### THE RECORDS
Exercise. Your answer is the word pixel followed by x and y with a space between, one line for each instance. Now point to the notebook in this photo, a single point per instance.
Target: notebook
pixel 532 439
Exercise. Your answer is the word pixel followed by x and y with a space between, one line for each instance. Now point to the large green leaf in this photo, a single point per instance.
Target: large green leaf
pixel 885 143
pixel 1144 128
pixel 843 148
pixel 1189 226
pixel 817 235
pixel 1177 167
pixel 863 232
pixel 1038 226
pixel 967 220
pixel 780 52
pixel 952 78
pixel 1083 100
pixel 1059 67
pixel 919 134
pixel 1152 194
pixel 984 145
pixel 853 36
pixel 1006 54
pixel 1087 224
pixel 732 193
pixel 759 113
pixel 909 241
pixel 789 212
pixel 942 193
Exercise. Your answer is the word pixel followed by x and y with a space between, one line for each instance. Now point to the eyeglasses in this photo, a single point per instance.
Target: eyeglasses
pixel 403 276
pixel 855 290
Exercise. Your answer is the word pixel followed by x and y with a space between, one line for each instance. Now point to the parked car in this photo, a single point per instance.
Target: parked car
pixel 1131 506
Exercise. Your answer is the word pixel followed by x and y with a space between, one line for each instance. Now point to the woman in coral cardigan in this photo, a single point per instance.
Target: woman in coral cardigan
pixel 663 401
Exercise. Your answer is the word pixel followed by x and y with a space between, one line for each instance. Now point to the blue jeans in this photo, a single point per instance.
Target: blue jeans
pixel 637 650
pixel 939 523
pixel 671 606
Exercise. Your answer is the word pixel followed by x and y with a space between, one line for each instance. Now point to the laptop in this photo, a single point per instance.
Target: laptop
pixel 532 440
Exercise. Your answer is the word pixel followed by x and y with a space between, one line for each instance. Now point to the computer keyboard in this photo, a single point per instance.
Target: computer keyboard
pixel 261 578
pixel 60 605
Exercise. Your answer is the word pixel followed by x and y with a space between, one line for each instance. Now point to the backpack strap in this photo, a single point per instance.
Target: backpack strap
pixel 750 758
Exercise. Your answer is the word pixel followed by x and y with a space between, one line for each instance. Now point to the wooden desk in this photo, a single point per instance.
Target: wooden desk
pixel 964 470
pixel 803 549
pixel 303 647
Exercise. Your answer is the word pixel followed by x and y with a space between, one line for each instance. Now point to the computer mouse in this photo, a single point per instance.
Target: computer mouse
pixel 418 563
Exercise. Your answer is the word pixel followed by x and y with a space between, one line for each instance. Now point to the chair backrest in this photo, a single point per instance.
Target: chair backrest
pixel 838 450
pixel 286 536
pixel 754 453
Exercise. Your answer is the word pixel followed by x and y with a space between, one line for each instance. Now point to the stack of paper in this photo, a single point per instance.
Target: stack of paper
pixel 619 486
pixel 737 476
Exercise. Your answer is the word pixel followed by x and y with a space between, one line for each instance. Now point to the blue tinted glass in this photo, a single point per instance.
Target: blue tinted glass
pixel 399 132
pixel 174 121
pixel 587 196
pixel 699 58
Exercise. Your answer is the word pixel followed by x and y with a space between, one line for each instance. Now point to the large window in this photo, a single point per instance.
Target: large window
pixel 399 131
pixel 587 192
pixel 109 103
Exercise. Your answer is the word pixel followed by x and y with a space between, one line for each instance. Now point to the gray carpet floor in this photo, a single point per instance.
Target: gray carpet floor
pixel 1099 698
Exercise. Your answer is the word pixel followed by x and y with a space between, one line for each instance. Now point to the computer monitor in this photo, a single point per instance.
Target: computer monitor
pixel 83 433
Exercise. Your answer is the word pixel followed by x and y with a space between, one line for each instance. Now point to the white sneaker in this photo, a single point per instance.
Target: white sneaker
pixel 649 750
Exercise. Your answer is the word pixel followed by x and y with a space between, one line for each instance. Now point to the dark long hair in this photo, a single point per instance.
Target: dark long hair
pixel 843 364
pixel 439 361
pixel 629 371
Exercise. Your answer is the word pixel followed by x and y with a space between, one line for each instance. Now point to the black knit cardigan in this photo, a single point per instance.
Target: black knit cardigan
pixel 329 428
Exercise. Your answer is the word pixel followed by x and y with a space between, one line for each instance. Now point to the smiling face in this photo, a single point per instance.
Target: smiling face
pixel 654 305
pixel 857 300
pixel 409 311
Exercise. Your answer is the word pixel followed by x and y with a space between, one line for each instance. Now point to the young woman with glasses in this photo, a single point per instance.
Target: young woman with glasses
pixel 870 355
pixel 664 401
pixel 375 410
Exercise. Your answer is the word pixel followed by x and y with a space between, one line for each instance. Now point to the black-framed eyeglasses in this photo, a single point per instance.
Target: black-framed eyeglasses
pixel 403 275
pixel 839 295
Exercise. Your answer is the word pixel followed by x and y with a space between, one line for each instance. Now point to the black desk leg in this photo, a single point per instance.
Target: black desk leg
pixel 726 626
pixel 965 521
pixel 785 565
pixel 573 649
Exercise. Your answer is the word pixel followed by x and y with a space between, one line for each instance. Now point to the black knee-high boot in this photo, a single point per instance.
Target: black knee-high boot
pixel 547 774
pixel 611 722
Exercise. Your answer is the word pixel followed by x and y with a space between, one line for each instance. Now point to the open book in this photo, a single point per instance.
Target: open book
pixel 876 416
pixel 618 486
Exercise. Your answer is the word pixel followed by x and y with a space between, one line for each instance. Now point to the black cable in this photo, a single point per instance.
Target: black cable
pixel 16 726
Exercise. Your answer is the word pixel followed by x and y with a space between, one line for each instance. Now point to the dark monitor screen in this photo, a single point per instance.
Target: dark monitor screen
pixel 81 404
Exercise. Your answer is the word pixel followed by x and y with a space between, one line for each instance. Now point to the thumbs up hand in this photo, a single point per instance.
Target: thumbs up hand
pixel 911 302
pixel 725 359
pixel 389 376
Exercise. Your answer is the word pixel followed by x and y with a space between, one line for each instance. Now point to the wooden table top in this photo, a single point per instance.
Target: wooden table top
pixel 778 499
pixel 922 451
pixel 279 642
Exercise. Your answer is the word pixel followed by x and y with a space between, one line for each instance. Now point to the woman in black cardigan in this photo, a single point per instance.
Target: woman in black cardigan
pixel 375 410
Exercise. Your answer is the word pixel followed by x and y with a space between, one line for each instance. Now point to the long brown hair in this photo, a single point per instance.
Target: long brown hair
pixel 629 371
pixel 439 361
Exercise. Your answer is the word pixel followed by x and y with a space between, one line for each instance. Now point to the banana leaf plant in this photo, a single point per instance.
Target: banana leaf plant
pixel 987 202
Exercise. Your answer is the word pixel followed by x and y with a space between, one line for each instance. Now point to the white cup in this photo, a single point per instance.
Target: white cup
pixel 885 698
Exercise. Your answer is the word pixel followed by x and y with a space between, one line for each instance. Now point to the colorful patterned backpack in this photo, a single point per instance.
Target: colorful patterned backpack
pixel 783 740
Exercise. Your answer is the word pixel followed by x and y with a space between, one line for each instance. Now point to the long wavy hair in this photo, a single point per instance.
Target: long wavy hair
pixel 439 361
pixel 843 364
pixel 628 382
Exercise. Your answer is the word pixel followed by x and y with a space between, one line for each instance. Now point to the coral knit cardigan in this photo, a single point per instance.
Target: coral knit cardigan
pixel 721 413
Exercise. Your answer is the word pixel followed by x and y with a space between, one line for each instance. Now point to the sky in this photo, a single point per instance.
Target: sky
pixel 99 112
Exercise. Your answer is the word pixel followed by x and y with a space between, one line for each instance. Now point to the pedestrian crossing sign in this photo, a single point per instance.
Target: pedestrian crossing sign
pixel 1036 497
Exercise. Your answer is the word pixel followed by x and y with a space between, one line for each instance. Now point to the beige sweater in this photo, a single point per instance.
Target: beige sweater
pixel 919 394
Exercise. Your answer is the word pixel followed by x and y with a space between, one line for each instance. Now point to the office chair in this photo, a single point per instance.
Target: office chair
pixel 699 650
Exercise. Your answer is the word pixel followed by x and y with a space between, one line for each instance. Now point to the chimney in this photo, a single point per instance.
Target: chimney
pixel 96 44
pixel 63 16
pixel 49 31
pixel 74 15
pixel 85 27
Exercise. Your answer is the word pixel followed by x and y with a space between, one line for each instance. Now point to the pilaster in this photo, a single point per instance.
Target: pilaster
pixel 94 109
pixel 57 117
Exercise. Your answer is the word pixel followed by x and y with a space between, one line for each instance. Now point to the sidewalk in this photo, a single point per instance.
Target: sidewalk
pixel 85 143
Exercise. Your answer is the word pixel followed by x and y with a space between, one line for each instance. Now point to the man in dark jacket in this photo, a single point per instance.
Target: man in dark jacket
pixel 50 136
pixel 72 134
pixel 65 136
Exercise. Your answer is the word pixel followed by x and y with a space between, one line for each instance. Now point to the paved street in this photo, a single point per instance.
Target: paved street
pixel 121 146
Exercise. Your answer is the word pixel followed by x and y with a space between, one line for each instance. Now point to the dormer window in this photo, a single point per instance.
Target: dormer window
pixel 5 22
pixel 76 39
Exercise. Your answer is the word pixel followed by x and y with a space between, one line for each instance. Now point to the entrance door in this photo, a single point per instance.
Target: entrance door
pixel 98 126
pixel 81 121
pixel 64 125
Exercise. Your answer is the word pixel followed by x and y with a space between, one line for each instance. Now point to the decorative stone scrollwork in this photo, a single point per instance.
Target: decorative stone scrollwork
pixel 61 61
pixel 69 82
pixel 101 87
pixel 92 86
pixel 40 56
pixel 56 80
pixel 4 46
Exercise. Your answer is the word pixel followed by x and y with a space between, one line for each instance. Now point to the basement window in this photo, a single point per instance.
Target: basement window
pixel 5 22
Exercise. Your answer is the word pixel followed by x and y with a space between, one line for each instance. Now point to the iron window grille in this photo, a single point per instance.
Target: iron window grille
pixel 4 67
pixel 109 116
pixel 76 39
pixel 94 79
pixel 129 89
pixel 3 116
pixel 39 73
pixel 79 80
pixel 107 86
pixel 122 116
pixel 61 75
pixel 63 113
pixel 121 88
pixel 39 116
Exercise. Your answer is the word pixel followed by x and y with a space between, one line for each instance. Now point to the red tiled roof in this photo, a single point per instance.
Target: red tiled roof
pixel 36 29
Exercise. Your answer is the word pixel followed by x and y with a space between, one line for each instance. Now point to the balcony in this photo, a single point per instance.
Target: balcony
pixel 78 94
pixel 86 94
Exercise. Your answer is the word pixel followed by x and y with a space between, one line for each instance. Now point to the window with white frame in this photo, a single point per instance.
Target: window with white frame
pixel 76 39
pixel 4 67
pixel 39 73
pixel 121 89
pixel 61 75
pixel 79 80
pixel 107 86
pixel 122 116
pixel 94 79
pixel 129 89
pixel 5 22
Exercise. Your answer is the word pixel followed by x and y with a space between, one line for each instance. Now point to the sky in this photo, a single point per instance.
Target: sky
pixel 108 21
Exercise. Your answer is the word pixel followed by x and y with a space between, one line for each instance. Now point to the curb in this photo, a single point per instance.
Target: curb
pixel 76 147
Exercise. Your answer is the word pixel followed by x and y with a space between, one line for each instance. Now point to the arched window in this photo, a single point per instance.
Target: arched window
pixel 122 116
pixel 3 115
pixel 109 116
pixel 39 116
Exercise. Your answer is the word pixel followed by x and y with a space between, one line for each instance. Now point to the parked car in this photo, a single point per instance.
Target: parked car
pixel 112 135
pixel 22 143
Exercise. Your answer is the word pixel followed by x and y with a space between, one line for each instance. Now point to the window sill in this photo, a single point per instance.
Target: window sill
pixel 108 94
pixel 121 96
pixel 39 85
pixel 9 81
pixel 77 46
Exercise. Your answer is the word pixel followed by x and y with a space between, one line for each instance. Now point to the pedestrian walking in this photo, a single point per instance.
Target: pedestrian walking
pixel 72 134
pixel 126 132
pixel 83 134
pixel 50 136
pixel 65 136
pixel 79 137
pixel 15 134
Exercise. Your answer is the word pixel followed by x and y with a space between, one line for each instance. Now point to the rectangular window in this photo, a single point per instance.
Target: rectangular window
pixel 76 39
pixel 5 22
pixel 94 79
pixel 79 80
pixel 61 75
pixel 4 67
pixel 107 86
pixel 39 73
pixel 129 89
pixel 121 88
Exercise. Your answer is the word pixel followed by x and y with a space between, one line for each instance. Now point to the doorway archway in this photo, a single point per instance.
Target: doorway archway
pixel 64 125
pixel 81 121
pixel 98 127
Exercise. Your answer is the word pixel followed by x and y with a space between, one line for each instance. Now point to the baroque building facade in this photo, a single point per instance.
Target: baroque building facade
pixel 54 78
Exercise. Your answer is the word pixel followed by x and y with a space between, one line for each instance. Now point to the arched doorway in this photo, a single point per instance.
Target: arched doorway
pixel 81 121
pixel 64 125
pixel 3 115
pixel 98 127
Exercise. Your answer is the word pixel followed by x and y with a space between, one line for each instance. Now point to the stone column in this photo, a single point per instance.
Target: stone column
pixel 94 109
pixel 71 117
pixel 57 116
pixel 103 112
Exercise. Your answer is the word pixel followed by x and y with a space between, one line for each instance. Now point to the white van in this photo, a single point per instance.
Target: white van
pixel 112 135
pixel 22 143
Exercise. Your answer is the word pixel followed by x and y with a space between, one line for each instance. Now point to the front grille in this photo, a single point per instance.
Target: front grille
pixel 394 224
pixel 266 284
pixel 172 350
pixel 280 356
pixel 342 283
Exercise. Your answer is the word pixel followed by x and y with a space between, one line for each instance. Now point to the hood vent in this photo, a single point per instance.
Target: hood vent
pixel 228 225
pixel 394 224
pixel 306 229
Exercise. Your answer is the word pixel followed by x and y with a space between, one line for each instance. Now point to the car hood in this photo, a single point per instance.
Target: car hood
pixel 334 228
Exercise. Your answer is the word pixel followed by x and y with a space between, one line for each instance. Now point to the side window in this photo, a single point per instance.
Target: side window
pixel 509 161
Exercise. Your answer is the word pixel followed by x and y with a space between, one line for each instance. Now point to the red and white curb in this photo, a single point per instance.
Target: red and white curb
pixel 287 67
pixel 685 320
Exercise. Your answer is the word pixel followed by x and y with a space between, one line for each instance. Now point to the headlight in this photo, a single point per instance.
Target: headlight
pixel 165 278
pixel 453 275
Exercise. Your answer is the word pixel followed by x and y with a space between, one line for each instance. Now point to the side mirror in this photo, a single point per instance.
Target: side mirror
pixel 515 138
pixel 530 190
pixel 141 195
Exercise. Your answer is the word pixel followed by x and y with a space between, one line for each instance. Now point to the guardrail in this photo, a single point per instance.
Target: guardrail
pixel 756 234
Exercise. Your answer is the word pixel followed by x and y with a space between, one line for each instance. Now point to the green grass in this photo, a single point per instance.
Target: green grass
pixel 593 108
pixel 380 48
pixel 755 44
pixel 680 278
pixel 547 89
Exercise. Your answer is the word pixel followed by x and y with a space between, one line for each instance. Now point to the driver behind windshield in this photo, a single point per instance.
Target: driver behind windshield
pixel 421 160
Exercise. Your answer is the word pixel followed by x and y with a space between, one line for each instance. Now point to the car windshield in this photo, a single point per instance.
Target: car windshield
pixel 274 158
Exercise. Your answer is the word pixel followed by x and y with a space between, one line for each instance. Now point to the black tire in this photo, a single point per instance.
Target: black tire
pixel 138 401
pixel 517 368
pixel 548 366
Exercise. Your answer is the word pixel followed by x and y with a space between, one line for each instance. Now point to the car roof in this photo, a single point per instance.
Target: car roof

### PROMPT
Return exactly the lines above from the line that has "the white sneaker" through the line that has "to the open", inclusive, and nothing else.

### SOLUTION FOR THIS EXERCISE
Exercise. Your answer is the word pixel followed by x and y with a space between, one line for each instance. Now point to the white sneaker in this photo, a single point per instance.
Target: white sneaker
pixel 649 750
Exercise. Your answer is the word pixel followed by x and y with a space between, one line for each instance. Now point to the dark long hair in this photo, a single point per instance.
Target: dark long hair
pixel 843 364
pixel 439 361
pixel 629 371
Exercise. Your answer is the word pixel followed by x and y with a space between, one line for each instance. Now point to the black knit cardigan in this photo, a single point per instance.
Target: black knit cardigan
pixel 329 428
Exercise. Your answer is the word pixel followed by x and y with a space between, one line for each instance. Now point to the smiling face in this photo, a single point per instance.
Target: smiling face
pixel 654 305
pixel 857 300
pixel 409 311
Exercise. Your answer is the word pixel followed by x and y with a space between, one line for each instance. Now point to the young woman with glasses in this photo, a single point per instance.
Target: young woman with glasses
pixel 870 355
pixel 664 401
pixel 375 410
Exercise. Your answer is the word pixel followed by x and y with a space between, one line for each instance. Now point to the black-framed eyeglasses in this photo, a single point per instance.
Target: black-framed eyeglasses
pixel 403 275
pixel 839 295
Exercise. Your answer is the word pixel followed by x and y with a space between, one line for each instance. Now point to the black desk leg in this photo, a single point per instance.
Target: black desk leg
pixel 726 626
pixel 965 521
pixel 785 565
pixel 573 649
Exercise. Your answer is the word pixel followed by x and y with a space between, one line for each instance. Now point to the black knee-high boot in this photo, a single point per instance.
Target: black knee-high boot
pixel 547 774
pixel 611 722
Exercise. Your answer is the word pixel followed by x and y with a space between, one line for each instance. Now point to the open book in this photo, a single point per instance.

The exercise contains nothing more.